───── EXTRACT ─────

Winning The Most Challenging Crypto Prediction Challenge: The Winners’ Approach

MachineHack recently concluded #CryptoPrediction Challenge – the longest blockchain tournament, organised in association with Rocket Capital Investment.
Winning The Most Challenging Crypto Prediction Challenge: The Winners’ Approach
Listen to this story

Rocket Capital Investment (RCI), in association with MachineHack, successfully completed the longest blockchain tournament on Sep 5, 2022. The goal was to incentivise the best in machine learning applications for finance. 

Headquartered in Singapore, licensed financial institution RCI combines its financial expertise with external machine learning forecasts through a blockchain tournament on financial markets. Through this competition, RCI aimed to use a decentralised platform to source and incentivise the best machine learning applications for the finance industry. 

From the many entries received, only the best of the lot made it to the top. Analytics India Magazine spoke to some of the best performers to understand their data science journey, winning approach, and overall experience at MachineHack.

Let’s look at the ones that impressed the judges with their data skills.

Manish Pathak – Senior data scientist 

Pathak is a BITS Pilani graduate who started exploring data science in his pre-final year. With all the complicated maths learned during college and the experience in handling data at scale using Big Data, he was naturally inclined to contribute to the data science community.

─────

SHORT EXERCISE A: According to the article on the crypto prediction challenge, on what date was the blockchain tournament completed?

───── SUPPLIED ENTRIES ─────

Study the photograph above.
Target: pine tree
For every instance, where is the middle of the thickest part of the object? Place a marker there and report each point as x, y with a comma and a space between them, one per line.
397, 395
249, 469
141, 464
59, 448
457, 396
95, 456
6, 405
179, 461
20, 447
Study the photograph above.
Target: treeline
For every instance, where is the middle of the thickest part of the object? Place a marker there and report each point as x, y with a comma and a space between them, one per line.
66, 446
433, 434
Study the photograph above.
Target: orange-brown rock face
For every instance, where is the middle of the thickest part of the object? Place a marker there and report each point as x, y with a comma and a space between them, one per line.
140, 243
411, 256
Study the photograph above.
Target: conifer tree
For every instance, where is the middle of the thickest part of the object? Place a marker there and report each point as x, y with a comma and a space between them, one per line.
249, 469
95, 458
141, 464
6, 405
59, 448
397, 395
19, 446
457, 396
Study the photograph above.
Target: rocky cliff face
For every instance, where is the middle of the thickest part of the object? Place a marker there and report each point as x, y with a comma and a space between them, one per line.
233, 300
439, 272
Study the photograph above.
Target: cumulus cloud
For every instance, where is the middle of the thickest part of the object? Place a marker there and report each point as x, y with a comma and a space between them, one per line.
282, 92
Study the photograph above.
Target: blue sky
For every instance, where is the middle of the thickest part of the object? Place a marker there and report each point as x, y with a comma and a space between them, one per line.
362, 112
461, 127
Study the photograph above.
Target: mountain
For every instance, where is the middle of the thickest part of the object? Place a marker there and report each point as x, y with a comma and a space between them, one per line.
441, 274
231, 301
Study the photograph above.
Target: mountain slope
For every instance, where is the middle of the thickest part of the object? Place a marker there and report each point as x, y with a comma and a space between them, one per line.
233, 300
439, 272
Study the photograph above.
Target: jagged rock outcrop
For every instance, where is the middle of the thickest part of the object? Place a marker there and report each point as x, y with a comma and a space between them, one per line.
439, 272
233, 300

─────

SHORT EXERCISE B: Return each line of the records that contains the word "Target".

WRITTEN RESPONSE A: Sep 5, 2022

WRITTEN RESPONSE B:
Target: pine tree
Target: treeline
Target: orange-brown rock face
Target: conifer tree
Target: rocky cliff face
Target: cumulus cloud
Target: blue sky
Target: mountain
Target: mountain slope
Target: jagged rock outcrop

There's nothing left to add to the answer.